● **Problem statement**:
Please lay out, as a numbered list without blank lines, only the part of the records below that opens with the line containing "of the blurred" and closes with the line containing "[108,41,132,65]", both of those lines included.

--- Start of Supplied records ---

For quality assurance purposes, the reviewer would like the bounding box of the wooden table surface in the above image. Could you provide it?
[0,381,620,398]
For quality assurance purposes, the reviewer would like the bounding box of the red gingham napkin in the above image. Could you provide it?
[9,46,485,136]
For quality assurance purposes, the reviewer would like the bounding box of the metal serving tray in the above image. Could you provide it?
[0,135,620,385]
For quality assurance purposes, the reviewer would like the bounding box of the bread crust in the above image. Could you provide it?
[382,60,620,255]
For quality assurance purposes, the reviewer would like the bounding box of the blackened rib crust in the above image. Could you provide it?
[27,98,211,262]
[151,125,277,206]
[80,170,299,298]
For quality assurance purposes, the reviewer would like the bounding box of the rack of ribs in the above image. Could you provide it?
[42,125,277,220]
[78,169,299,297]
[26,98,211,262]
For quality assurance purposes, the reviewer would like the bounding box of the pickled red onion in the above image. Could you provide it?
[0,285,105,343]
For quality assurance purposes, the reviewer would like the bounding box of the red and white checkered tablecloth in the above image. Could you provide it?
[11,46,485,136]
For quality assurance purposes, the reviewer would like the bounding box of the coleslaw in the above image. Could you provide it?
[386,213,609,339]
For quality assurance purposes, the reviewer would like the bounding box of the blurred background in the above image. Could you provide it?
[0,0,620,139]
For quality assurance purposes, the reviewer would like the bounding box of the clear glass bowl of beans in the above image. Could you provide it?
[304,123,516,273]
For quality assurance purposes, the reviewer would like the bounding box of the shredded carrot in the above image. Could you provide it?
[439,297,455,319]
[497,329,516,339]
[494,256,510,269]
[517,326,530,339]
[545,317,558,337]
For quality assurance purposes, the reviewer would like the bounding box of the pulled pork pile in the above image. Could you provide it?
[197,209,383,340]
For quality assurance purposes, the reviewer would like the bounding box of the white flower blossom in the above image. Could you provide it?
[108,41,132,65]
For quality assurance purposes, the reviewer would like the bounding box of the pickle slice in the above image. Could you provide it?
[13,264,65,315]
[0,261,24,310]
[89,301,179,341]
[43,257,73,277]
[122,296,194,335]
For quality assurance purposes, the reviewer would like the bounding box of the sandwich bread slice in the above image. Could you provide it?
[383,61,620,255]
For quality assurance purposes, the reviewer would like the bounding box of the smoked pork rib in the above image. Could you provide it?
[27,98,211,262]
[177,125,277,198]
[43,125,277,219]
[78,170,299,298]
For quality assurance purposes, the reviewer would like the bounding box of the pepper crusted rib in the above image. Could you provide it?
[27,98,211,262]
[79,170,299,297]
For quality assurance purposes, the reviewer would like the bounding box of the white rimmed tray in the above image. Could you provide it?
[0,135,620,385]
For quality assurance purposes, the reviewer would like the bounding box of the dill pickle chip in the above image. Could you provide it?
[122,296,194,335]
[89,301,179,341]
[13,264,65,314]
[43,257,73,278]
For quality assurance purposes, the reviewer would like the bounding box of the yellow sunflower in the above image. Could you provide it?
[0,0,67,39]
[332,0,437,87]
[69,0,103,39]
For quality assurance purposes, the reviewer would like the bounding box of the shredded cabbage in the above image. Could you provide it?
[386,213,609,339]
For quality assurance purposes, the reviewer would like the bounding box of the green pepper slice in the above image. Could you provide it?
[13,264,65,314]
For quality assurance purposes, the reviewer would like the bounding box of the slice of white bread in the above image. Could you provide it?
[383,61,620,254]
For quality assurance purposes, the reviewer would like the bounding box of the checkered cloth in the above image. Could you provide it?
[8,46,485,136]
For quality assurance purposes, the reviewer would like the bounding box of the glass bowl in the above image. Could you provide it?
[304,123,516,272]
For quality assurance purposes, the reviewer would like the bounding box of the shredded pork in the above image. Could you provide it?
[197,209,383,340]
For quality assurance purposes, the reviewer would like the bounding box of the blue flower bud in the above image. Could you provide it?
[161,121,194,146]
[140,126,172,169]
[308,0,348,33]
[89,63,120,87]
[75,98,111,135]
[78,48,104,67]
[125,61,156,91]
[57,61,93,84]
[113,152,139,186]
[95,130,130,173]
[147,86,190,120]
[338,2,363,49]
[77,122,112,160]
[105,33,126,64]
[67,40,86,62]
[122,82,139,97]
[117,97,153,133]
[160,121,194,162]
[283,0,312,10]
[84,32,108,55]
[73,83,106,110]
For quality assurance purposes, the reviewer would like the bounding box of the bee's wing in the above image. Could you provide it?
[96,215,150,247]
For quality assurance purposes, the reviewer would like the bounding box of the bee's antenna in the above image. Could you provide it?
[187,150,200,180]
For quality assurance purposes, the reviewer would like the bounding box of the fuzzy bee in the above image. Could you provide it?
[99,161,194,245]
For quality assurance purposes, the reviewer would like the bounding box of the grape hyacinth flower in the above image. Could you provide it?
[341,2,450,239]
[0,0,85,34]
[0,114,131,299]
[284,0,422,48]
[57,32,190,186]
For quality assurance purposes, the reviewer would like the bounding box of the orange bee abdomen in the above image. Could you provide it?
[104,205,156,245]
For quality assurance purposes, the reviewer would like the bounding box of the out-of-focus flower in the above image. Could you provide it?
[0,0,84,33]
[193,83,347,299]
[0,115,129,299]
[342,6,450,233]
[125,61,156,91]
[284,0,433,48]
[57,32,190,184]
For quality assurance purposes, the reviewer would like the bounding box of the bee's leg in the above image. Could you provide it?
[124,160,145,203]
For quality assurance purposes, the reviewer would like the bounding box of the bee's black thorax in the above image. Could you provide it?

--- End of Supplied records ---

● **Task answer**:
1. For quality assurance purposes, the reviewer would like the bounding box of the blurred background in the above image. Could you provide it?
2. [0,0,620,139]
3. For quality assurance purposes, the reviewer would like the bounding box of the clear glass bowl of beans in the above image. Could you provide it?
4. [304,123,516,273]
5. For quality assurance purposes, the reviewer would like the bounding box of the shredded carrot in the above image. Could you provide it?
6. [439,297,455,319]
7. [497,329,516,339]
8. [494,256,510,269]
9. [517,326,530,339]
10. [545,317,558,337]
11. For quality assurance purposes, the reviewer would like the bounding box of the pulled pork pile in the above image. Could you provide it?
12. [197,209,383,340]
13. For quality assurance purposes, the reviewer would like the bounding box of the white flower blossom in the above image. Could you provide it?
14. [108,41,132,65]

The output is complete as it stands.